Task directions -> Reproduce the data with every "jug" changed to "pitcher" and everything else left as it is. Leave the pictures out of your answer.

Source data ->
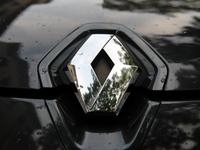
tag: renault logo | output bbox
[66,34,138,113]
[38,23,167,115]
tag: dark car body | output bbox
[0,0,200,150]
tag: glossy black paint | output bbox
[0,97,63,150]
[0,0,200,90]
[38,23,167,90]
[0,0,200,150]
[47,96,159,150]
[141,101,200,150]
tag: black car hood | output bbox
[0,0,200,90]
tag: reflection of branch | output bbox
[103,0,200,14]
[90,67,138,111]
[113,39,135,65]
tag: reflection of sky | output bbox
[0,0,200,87]
[69,34,138,111]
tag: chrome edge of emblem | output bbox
[38,23,168,114]
[66,34,138,114]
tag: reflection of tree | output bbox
[103,0,200,14]
[114,39,135,65]
[92,67,136,111]
[84,38,137,111]
[83,71,100,108]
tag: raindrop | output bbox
[161,78,165,83]
[37,131,42,135]
[16,139,22,144]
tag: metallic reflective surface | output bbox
[68,34,138,112]
[0,0,200,90]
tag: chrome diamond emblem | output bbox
[66,34,138,114]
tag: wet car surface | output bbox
[0,0,200,149]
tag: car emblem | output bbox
[66,34,138,114]
[38,23,167,115]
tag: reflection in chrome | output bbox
[67,34,138,112]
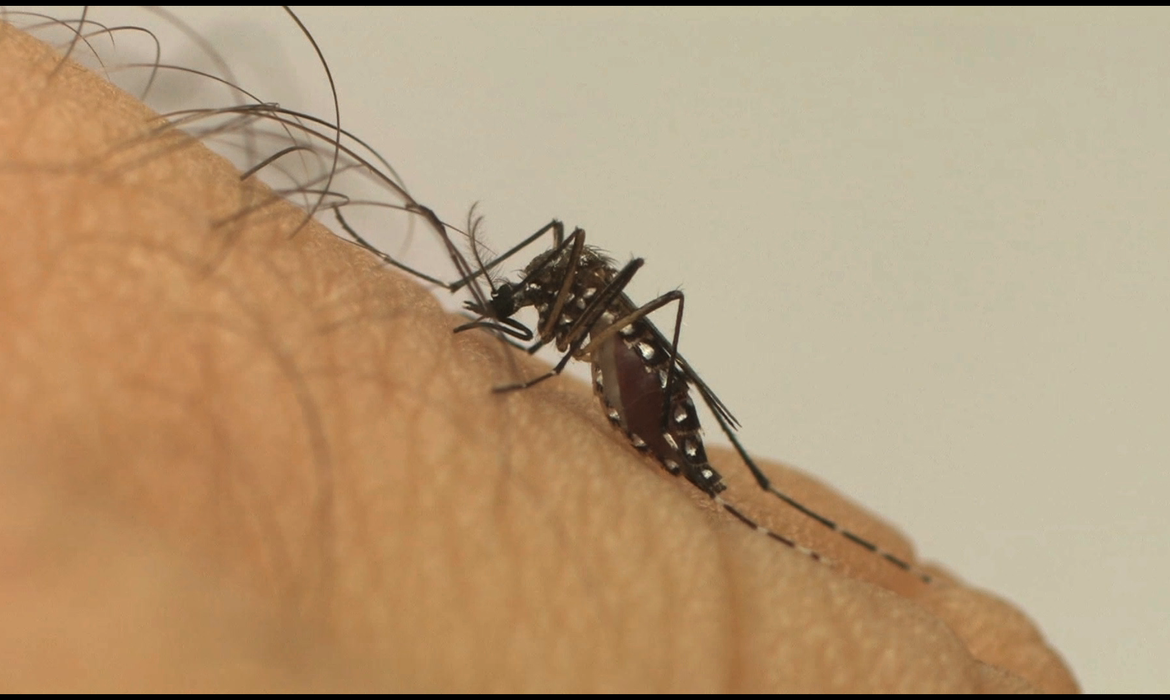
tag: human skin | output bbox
[0,27,1076,692]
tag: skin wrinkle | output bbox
[0,19,1075,691]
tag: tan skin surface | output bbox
[0,28,1076,692]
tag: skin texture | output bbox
[0,27,1076,692]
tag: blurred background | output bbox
[11,7,1170,692]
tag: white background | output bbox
[18,8,1170,692]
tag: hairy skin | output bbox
[0,26,1076,692]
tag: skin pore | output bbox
[0,25,1076,692]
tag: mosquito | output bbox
[337,205,932,583]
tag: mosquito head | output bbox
[463,282,527,321]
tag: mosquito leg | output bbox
[700,392,934,583]
[491,350,574,393]
[450,219,565,291]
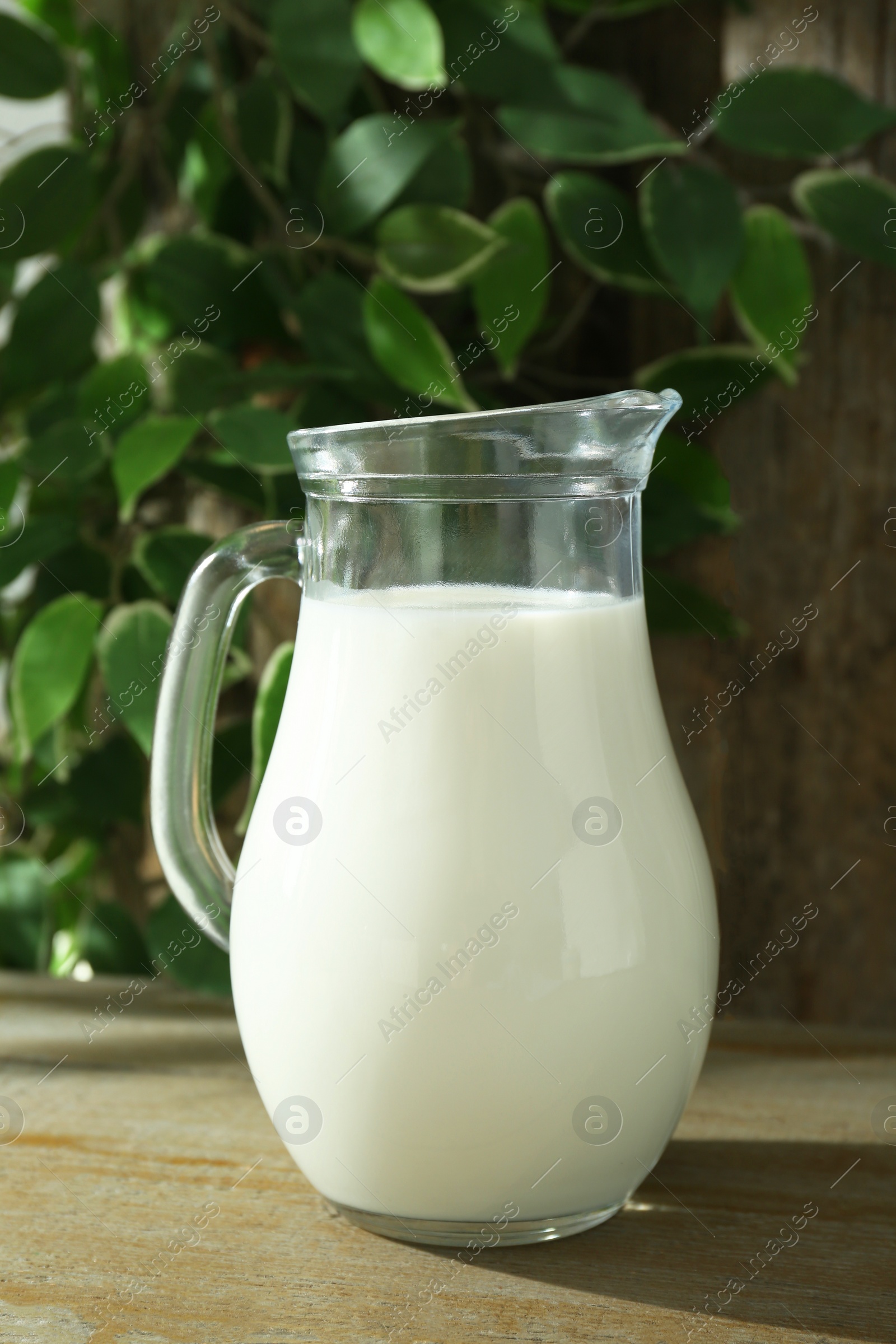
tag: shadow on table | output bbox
[440,1141,896,1344]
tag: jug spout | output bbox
[289,389,681,500]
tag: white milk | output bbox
[231,585,718,1219]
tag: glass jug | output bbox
[152,391,718,1244]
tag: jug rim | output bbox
[287,389,681,498]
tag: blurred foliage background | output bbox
[0,0,896,992]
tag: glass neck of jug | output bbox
[290,391,680,599]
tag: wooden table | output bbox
[0,973,896,1344]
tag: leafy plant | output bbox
[0,0,896,991]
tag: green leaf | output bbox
[180,457,265,512]
[364,276,477,411]
[544,172,664,295]
[0,259,100,394]
[0,13,66,98]
[643,568,747,640]
[146,897,230,995]
[34,542,111,606]
[633,346,771,427]
[270,0,361,122]
[432,0,560,98]
[731,204,816,383]
[647,431,740,513]
[642,434,740,557]
[497,66,688,164]
[236,74,292,180]
[75,900,149,976]
[352,0,447,88]
[473,196,551,374]
[209,406,296,472]
[0,460,21,508]
[236,644,296,834]
[132,525,213,606]
[78,355,149,438]
[111,416,199,520]
[0,859,55,970]
[395,136,473,209]
[296,272,392,400]
[376,206,505,295]
[640,161,744,316]
[716,67,896,158]
[21,731,146,839]
[792,169,896,266]
[10,592,102,752]
[19,419,105,487]
[140,234,283,352]
[97,601,172,755]
[0,148,94,262]
[317,111,454,234]
[0,508,78,587]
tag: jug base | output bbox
[326,1199,624,1250]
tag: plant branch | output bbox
[206,27,289,238]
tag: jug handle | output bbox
[151,520,304,950]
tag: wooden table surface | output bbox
[0,973,896,1344]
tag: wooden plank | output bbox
[0,977,896,1344]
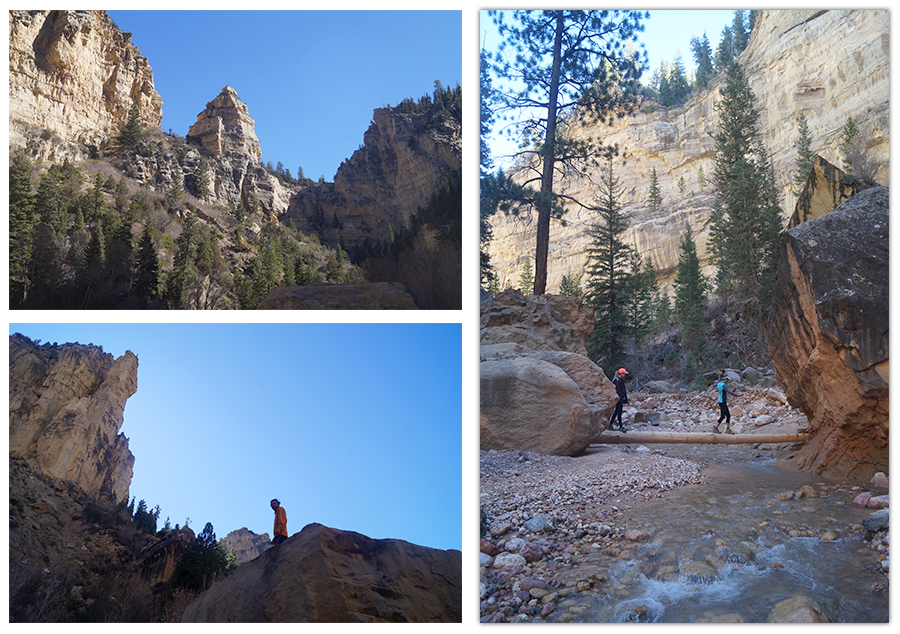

Answer to the exercise ->
tag: renault logo | output bbox
[66,34,138,113]
[38,23,167,115]
tag: dark car body | output bbox
[0,0,200,150]
tag: glossy black paint | output bbox
[0,97,63,150]
[0,0,200,90]
[38,23,167,90]
[0,0,200,150]
[47,96,159,150]
[141,101,200,150]
tag: black car hood | output bbox
[0,0,200,90]
tag: reflection of branch | output bbox
[103,0,200,14]
[90,67,138,111]
[113,39,135,65]
tag: reflection of sky | output bbox
[0,0,200,87]
[69,34,138,111]
tag: chrome edge of emblem | output bbox
[38,23,168,114]
[66,34,138,114]
tag: reflection of tree | output bbox
[103,0,200,14]
[114,39,135,65]
[92,67,136,111]
[84,38,137,111]
[83,71,100,108]
tag: raindrop | output bbox
[161,78,165,83]
[37,131,42,135]
[16,139,22,144]
tag: metallic reflective surface | output bbox
[68,34,138,112]
[0,0,200,90]
tag: chrome diamond emblem | output bbox
[66,34,138,114]
tag: wet car surface | output bbox
[0,0,200,149]
tag: car emblem | output bbox
[66,34,138,114]
[38,23,167,115]
tag: reflection in chrome | output bbox
[67,34,138,112]
tag: human skin | output bbox
[0,27,1076,692]
tag: skin wrinkle | output bbox
[0,19,1075,691]
tag: tan skin surface | output bbox
[0,28,1076,692]
tag: skin texture | output bbox
[0,27,1076,692]
tag: blurred background | output bbox
[11,7,1170,692]
tag: white background | output bbox
[18,8,1170,692]
tag: hairy skin | output bbox
[0,26,1076,692]
tag: skin pore | output bbox
[0,25,1076,692]
tag: mosquito | output bbox
[337,205,932,583]
tag: mosquito head | output bbox
[463,282,527,321]
tag: mosquito leg | output bbox
[700,392,934,583]
[491,350,574,393]
[450,219,565,291]
tag: shadow on table | output bbox
[440,1141,896,1344]
tag: pitcher spout | output bbox
[289,389,681,500]
tag: white milk | output bbox
[231,585,718,1219]
tag: glass pitcher | output bbox
[152,391,718,1244]
tag: pitcher rim | output bbox
[287,389,681,498]
tag: blurred foliage background | output bbox
[0,0,896,992]
tag: glass neck of pitcher | output bbox
[290,391,680,599]
tag: wooden table | output bbox
[0,973,896,1344]
tag: leafy plant | output bbox
[0,0,896,991]
tag: green leaf | output bbox
[180,457,265,512]
[364,276,477,411]
[544,172,664,295]
[0,259,100,394]
[0,13,66,98]
[643,568,747,640]
[146,897,230,995]
[34,542,111,606]
[633,346,771,427]
[270,0,361,122]
[432,0,560,98]
[731,204,816,383]
[647,431,740,513]
[642,434,740,557]
[497,66,688,164]
[236,74,292,180]
[75,900,149,976]
[352,0,447,88]
[473,196,551,374]
[209,406,296,472]
[0,460,21,508]
[236,644,296,834]
[132,525,213,606]
[78,355,149,438]
[111,416,199,520]
[0,859,55,970]
[395,136,473,209]
[296,272,392,400]
[376,206,505,295]
[640,161,744,316]
[716,67,896,158]
[21,731,146,839]
[792,169,896,266]
[10,592,102,752]
[19,419,105,487]
[140,234,283,352]
[97,601,172,755]
[0,148,94,262]
[317,111,454,234]
[0,508,78,587]
tag: pitcher base | output bbox
[326,1199,624,1250]
tag: plant branch | output bbox
[206,27,289,238]
tag: pitcher handle | output bbox
[151,520,304,950]
tag: wooden table surface | output bbox
[0,973,896,1344]
tag: wooden plank | output bbox
[0,977,896,1344]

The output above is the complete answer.